### EXTRACT
◇ ◇ ◇ ◇ ◇
Default A concrete proposal for rolling implementation

Hi,

Josselin Mouette <joss@debian.org> writes:
> The new “rolling” suite
> -----------------------
> This would be a pseudo-suite, like experimental. Except that while
> experimental is built on top of unstable and filled manually by
> maintainers, rolling would be built on top of testing and filled
> semi-automatically. A rolling system would have typically 2 APT lines:
> one for testing and one for rolling.
>
> The rolling suite would only exist for a subset of architectures (we
> could start with powerpc, i386 and amd64), generated by picking up
> packages from unstable. Typically it would be generated from an override
> file that looks like:
> source-package version
> xserver-xorg-video-ati 1.2.3-4

I don't think this needs to be restricted to a subset of architectures
when you allow "rolling" to pick different versions[1] for each arch.
◇ ◇ ◇ ◇ ◇
### WHAT THIS TASK INVOLVES
Name every architecture that the message about the rolling suite proposes as a starting point.
◇ ◇ ◇ ◇ ◇
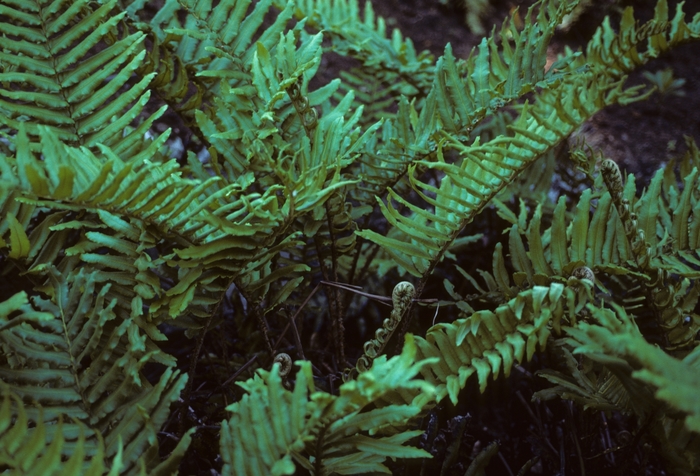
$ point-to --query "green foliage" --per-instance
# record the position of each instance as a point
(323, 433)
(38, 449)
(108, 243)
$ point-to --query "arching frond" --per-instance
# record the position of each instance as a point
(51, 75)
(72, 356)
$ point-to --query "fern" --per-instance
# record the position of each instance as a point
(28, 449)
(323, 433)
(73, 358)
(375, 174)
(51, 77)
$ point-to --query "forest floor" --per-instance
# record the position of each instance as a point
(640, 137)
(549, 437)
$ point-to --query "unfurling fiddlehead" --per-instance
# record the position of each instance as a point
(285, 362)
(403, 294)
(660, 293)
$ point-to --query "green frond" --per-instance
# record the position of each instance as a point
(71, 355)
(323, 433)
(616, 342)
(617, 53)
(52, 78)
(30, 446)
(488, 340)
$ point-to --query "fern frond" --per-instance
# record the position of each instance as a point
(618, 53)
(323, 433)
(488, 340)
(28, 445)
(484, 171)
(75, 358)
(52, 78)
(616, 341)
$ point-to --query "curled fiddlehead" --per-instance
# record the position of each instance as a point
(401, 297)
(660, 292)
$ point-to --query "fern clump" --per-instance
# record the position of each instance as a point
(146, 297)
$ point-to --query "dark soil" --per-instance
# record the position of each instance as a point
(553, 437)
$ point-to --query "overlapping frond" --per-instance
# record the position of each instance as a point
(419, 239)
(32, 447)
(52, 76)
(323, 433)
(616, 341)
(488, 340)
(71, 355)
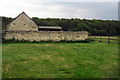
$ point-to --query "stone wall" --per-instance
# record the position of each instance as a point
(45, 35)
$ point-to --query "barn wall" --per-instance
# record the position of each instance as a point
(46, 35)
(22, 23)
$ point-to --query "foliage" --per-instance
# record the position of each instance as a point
◇ ◇ ◇ ◇ ◇
### CORRECT ANSWER
powerpc, i386, amd64